**Dataset entries:**
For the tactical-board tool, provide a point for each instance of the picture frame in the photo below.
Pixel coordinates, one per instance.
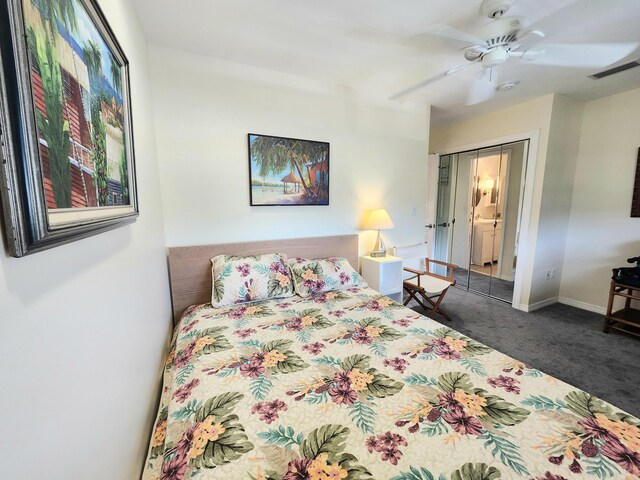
(635, 198)
(287, 171)
(68, 163)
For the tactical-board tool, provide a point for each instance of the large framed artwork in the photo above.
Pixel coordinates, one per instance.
(288, 171)
(635, 199)
(68, 167)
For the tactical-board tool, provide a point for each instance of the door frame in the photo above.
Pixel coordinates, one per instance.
(526, 244)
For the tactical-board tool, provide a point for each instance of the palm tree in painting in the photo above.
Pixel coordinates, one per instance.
(93, 60)
(54, 128)
(116, 75)
(275, 155)
(61, 10)
(66, 13)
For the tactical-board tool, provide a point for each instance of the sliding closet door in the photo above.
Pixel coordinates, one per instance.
(447, 173)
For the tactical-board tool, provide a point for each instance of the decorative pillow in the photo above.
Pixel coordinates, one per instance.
(249, 279)
(323, 275)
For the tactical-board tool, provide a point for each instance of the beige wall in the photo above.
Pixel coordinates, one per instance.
(555, 198)
(84, 327)
(204, 110)
(601, 234)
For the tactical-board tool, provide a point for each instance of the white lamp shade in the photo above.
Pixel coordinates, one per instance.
(377, 220)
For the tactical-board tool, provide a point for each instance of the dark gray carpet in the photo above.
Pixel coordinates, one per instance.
(563, 341)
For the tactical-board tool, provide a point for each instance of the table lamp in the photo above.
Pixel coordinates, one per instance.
(378, 220)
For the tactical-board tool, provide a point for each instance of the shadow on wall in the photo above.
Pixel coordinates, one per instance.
(34, 276)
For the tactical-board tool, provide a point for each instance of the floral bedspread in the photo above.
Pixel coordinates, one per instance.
(351, 385)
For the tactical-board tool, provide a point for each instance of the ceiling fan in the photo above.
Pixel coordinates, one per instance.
(502, 39)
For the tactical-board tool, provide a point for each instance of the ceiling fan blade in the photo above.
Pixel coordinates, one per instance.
(445, 31)
(483, 87)
(426, 82)
(579, 55)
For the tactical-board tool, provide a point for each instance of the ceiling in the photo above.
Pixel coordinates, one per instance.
(376, 48)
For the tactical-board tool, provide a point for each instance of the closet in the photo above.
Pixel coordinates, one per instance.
(478, 210)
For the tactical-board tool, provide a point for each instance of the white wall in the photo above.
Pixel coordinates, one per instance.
(204, 109)
(84, 327)
(601, 234)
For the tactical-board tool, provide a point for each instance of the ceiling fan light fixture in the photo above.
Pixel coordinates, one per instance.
(495, 57)
(496, 8)
(505, 87)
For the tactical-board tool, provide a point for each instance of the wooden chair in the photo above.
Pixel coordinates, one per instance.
(421, 283)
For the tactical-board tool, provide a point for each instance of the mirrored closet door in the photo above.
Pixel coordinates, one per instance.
(479, 203)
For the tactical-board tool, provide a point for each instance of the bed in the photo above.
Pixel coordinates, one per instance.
(348, 384)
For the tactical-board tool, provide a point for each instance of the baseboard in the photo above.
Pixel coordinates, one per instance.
(582, 305)
(538, 305)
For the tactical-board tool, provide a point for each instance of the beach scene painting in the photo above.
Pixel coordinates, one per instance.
(288, 171)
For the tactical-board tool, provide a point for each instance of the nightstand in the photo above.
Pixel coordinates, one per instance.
(384, 274)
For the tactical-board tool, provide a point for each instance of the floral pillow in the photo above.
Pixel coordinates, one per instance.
(323, 275)
(249, 279)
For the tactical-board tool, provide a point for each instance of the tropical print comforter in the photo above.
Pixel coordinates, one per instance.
(351, 385)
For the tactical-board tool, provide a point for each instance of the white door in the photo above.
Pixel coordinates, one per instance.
(432, 201)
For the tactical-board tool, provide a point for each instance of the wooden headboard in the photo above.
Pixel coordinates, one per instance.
(190, 267)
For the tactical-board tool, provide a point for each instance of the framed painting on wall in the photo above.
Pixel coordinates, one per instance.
(635, 199)
(67, 140)
(288, 171)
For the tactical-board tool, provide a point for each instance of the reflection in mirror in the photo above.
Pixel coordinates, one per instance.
(478, 215)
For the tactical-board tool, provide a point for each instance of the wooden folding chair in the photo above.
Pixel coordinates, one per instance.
(426, 288)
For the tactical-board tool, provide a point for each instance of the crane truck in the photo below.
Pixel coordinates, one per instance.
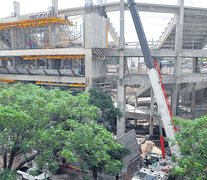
(164, 109)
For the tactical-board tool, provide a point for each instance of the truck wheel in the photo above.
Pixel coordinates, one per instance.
(20, 177)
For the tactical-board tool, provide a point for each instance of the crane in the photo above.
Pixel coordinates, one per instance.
(156, 83)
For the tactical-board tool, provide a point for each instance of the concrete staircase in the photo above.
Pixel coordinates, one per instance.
(112, 32)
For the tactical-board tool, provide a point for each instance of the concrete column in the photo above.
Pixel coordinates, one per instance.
(54, 8)
(193, 101)
(121, 89)
(178, 48)
(195, 65)
(151, 113)
(136, 101)
(89, 69)
(16, 9)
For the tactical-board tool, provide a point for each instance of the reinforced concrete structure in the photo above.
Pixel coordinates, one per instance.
(46, 48)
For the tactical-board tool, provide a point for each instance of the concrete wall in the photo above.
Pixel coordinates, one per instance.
(95, 31)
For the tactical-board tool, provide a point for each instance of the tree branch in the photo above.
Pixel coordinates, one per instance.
(32, 157)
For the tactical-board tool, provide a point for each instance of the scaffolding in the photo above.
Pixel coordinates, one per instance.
(70, 65)
(41, 33)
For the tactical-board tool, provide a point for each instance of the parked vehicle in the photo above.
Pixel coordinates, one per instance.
(32, 174)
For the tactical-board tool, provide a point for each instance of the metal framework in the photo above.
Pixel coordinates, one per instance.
(41, 33)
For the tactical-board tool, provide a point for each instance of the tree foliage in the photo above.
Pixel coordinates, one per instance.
(44, 121)
(192, 138)
(108, 112)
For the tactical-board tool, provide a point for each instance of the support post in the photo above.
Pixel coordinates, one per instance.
(16, 9)
(89, 69)
(178, 48)
(54, 8)
(193, 101)
(121, 88)
(195, 65)
(151, 124)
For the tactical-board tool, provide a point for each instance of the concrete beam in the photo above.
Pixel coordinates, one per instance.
(143, 79)
(111, 7)
(57, 79)
(194, 53)
(39, 52)
(134, 52)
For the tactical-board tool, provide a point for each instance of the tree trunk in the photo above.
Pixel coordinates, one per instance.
(94, 171)
(27, 160)
(5, 161)
(117, 177)
(12, 155)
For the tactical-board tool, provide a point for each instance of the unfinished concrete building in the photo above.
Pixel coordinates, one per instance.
(46, 48)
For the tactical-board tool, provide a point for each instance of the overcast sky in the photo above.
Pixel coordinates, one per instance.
(154, 23)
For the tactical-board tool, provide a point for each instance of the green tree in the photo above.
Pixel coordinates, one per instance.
(39, 120)
(108, 112)
(28, 116)
(192, 138)
(95, 148)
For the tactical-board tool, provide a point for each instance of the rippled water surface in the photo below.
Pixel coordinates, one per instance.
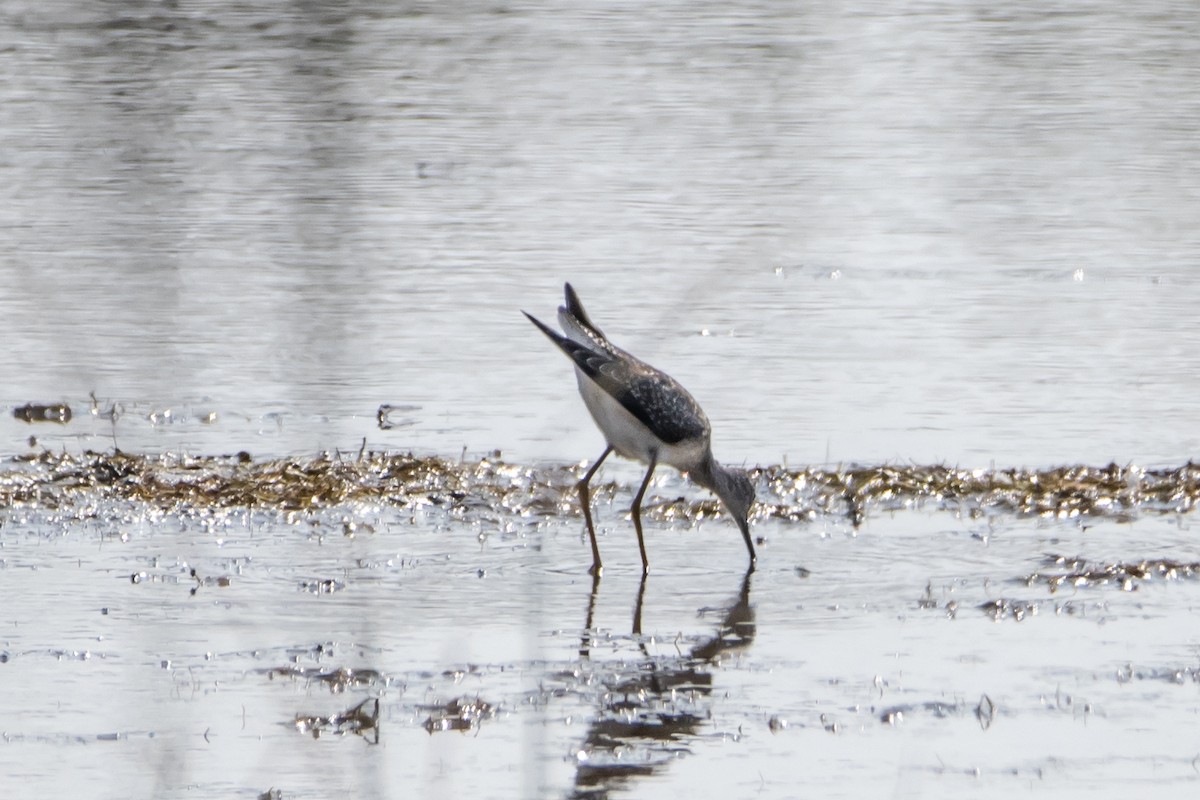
(948, 234)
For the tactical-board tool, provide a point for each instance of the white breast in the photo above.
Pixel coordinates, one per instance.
(629, 437)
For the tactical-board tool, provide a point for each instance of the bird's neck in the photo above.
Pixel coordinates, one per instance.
(707, 473)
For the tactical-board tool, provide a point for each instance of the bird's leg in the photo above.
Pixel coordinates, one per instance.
(586, 500)
(637, 512)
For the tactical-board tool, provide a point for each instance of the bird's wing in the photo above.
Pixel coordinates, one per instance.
(653, 397)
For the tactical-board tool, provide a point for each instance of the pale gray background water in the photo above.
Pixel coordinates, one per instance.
(953, 232)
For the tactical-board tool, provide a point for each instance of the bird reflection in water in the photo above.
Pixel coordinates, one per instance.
(648, 713)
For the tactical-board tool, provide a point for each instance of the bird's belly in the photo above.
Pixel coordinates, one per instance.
(629, 437)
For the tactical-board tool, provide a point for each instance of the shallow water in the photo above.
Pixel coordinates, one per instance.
(946, 234)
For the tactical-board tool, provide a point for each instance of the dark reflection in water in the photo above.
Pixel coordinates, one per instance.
(649, 711)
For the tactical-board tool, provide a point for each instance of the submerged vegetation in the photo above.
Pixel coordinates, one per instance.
(490, 487)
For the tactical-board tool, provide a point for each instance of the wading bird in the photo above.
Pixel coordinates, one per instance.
(645, 415)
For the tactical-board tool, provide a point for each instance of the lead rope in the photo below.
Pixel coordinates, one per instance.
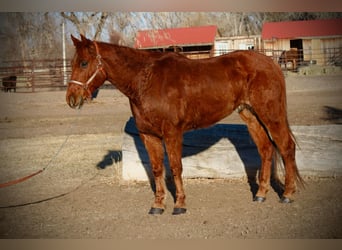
(22, 179)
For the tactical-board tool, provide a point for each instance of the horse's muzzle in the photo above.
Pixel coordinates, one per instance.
(75, 101)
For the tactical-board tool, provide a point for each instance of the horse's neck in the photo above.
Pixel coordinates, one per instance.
(123, 65)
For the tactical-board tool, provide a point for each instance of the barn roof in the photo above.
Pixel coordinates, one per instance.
(163, 38)
(301, 29)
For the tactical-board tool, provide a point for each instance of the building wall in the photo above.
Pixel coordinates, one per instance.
(224, 45)
(321, 50)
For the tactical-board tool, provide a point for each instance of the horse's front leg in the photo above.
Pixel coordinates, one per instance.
(173, 142)
(154, 147)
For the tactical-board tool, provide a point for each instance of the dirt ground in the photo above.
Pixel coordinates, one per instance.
(74, 198)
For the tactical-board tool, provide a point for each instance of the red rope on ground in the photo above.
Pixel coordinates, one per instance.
(13, 182)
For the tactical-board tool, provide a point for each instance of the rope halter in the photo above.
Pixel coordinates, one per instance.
(98, 69)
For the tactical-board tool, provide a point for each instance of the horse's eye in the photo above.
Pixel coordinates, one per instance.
(84, 64)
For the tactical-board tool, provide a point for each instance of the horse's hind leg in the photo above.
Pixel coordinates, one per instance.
(285, 143)
(173, 142)
(155, 151)
(281, 135)
(265, 149)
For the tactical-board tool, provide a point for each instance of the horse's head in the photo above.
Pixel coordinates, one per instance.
(87, 72)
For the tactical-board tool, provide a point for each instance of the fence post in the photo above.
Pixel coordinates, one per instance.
(32, 75)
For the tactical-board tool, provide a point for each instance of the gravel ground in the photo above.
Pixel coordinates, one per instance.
(73, 198)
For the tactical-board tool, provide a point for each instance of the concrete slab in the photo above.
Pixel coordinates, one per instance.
(227, 150)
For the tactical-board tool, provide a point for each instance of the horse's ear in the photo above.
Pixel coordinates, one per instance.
(75, 40)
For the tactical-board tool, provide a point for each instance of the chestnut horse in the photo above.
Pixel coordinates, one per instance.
(170, 94)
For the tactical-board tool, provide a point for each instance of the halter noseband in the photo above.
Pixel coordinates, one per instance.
(98, 69)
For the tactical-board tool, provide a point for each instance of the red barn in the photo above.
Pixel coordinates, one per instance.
(194, 42)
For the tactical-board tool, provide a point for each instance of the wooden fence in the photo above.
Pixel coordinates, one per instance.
(47, 75)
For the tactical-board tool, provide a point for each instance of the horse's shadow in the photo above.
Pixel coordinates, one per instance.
(237, 134)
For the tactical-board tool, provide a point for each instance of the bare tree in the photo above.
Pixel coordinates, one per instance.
(87, 23)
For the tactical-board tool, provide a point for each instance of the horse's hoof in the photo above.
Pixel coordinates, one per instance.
(179, 210)
(285, 200)
(259, 199)
(156, 210)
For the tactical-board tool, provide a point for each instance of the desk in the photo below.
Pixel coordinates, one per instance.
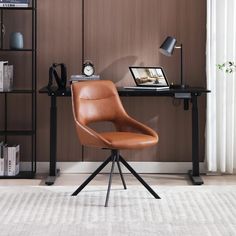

**Brief:** Whenever a line holds "ceiling", it counts; state the total for the records and add nothing.

**Written response:** 4